══ SELECTED EXTRACT ══
The mayor’s daughter-in-law had been thrown clear but her neck was broken. She was pronounced dead at Akron City Hospital.
The curve’s infamous nickname debuted in print 100 years ago after a fender-bender in October 1919. Driver Joe Salanti, 21, was jailed after a whiskey-fueled crash.
“Salanti, in company with Joe Motas, 22, and Davis Lock, 17, all of Cleveland, were passing ‘dead man’s curve’ on E. Market St., Friday night, returning from Canton to Cleveland, when the machine, owned by Lock’s father, and operated by Salanti, collided with a car going from Cleveland to Canton,” the Beacon Journal reported.
The intersection’s deadly reputation was cemented a year later.
A Ford touring car with six young people had stopped May 30, 1920, on the tracks west of the curve, apparently to allow a passenger to exit. Motorman J.C. Wallick steered an Akron-bound trolley around the bend, slammed into the auto and dragged it 200 feet, killing Alfred Rafferty, 18, Elmer Rafferty, 20, Sylvester Rafferty, 22, Eva Hepfer, 18, and Lucinda Barcus, 20.
“Purely accidental,” Summit County Coroner Carl H. Kent ruled.
The sole survivor was Catherine Rafferty, 17, who suffered a fractured skull and broken leg, and later filed a $50,000 lawsuit against the traction company, claiming permanent disability in the crash that killed her brothers.
In an effort to improve safety, workers widened the road from 16 to 30 feet in the 1920s, although the curve itself remained narrow for years. Crews repaved the street and put up warning signs.
Dead Man’s Curve, also known as Death Curve, became an identifying landmark. In 1924, a homeowner took out a classified ad: “Six rooms, bath, electric pump; large lot, fruit, shrubbery; fine homes near Death Curve.” Another ad noted: “Modern, six rooms and bath, on Canton rd., second house from Death Curve.” It was a strange selling point.
═══
══ RECORDS SHOWN ══
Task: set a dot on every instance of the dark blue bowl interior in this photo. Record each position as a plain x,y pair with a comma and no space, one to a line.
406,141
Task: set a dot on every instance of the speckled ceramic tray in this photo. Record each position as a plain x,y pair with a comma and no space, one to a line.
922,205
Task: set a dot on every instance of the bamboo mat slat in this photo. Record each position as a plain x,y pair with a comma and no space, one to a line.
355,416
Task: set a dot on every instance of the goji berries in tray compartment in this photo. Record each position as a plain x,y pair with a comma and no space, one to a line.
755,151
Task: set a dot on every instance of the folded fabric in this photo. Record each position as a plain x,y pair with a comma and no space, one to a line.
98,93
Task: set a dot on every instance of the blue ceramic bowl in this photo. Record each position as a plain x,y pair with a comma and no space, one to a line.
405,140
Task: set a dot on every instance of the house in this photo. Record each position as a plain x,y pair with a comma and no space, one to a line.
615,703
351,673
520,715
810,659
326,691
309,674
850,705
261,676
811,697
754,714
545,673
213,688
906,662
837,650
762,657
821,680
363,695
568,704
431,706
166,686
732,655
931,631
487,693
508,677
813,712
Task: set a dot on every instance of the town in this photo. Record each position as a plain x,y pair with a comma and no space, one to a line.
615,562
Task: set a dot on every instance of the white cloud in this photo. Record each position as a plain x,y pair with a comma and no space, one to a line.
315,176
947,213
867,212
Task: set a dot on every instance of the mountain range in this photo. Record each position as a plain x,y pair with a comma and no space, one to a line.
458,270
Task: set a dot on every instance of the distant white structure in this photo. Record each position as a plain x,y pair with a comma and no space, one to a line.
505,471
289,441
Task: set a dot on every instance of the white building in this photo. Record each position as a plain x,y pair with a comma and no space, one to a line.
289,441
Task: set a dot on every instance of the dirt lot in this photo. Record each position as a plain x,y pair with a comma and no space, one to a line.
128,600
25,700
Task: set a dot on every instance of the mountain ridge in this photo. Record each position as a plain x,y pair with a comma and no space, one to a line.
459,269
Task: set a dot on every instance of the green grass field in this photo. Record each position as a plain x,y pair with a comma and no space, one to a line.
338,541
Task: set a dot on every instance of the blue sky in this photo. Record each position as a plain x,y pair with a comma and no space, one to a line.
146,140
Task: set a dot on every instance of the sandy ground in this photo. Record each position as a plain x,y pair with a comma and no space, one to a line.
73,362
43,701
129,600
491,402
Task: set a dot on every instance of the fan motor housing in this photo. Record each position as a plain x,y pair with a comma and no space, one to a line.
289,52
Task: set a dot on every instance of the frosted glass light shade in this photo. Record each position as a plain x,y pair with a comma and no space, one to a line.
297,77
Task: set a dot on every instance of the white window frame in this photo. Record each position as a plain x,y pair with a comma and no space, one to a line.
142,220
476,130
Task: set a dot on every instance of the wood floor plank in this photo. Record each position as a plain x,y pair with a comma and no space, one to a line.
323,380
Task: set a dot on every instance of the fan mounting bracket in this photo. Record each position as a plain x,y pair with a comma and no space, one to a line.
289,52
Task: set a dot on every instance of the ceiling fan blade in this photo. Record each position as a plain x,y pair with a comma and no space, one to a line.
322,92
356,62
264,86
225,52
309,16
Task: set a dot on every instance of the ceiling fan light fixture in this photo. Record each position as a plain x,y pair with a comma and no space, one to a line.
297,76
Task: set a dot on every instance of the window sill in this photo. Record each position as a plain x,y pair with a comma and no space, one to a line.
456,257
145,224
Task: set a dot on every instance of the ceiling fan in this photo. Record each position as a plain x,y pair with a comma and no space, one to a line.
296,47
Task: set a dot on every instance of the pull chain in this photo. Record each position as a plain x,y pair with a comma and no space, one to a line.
═══
BRIEF A
Name every person the Dead Man's Curve article reports as killed in the May 30, 1920, trolley crash.
BRIEF B
Retype the Dead Man's Curve article from "A Ford touring" up to and including "H. Kent ruled.".

ANSWER A
Alfred Rafferty, Elmer Rafferty, Sylvester Rafferty, Eva Hepfer, Lucinda Barcus

ANSWER B
A Ford touring car with six young people had stopped May 30, 1920, on the tracks west of the curve, apparently to allow a passenger to exit. Motorman J.C. Wallick steered an Akron-bound trolley around the bend, slammed into the auto and dragged it 200 feet, killing Alfred Rafferty, 18, Elmer Rafferty, 20, Sylvester Rafferty, 22, Eva Hepfer, 18, and Lucinda Barcus, 20.
“Purely accidental,” Summit County Coroner Carl H. Kent ruled.